INFORMATION SHOWN:
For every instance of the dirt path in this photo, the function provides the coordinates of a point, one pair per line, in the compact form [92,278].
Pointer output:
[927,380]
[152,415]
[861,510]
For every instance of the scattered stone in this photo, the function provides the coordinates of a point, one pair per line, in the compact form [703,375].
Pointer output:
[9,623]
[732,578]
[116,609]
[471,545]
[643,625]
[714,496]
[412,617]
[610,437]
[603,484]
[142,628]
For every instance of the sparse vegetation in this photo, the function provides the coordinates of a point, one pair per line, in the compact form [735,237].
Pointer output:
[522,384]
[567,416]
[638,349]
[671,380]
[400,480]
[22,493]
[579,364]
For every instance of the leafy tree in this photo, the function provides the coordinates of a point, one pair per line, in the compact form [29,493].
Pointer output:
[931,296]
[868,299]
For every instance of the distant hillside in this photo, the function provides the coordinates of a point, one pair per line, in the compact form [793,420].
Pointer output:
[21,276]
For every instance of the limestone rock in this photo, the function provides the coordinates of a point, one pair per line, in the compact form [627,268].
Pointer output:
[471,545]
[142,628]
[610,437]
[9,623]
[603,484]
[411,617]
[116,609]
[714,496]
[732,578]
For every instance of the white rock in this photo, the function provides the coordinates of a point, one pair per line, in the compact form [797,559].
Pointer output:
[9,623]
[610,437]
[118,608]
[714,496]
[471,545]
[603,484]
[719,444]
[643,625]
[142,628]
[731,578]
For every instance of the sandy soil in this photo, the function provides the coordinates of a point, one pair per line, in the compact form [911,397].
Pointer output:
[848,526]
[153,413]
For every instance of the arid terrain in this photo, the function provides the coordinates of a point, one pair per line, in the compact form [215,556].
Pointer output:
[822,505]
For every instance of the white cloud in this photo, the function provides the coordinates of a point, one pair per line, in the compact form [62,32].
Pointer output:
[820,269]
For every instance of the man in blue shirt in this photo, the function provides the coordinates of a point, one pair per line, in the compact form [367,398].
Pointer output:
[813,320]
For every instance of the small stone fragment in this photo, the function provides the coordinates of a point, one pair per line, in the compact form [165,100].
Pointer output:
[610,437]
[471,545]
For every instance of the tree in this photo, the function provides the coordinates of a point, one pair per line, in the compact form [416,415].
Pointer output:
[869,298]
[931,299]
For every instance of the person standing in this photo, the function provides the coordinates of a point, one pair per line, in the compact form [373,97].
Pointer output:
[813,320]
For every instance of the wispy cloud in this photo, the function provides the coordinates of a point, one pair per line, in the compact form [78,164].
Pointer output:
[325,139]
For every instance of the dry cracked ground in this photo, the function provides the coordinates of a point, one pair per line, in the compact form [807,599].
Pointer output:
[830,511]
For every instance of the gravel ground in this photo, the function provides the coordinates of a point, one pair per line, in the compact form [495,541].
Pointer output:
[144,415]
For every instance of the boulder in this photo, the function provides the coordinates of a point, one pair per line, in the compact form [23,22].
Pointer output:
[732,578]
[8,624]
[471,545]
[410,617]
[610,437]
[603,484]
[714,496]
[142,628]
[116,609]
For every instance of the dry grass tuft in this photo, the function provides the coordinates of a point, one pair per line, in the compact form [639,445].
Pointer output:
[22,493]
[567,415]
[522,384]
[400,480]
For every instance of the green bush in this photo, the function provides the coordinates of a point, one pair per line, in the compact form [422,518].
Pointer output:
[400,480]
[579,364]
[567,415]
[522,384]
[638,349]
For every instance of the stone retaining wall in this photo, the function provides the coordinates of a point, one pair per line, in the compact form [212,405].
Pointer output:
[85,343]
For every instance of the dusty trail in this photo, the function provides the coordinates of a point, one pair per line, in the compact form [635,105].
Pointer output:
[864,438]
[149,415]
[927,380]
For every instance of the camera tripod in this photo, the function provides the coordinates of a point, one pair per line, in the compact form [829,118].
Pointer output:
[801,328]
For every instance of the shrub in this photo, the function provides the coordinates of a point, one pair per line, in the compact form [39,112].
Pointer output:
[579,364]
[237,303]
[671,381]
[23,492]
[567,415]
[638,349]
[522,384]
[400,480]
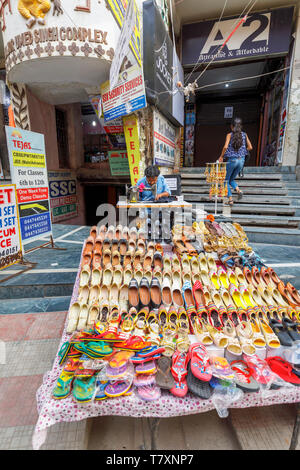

GIVEN INSTRUCTION: How many lines in the records contain the string "rock", with case counting? Reply with the number alone.

OUTPUT FOR THIS EXERCISE: 2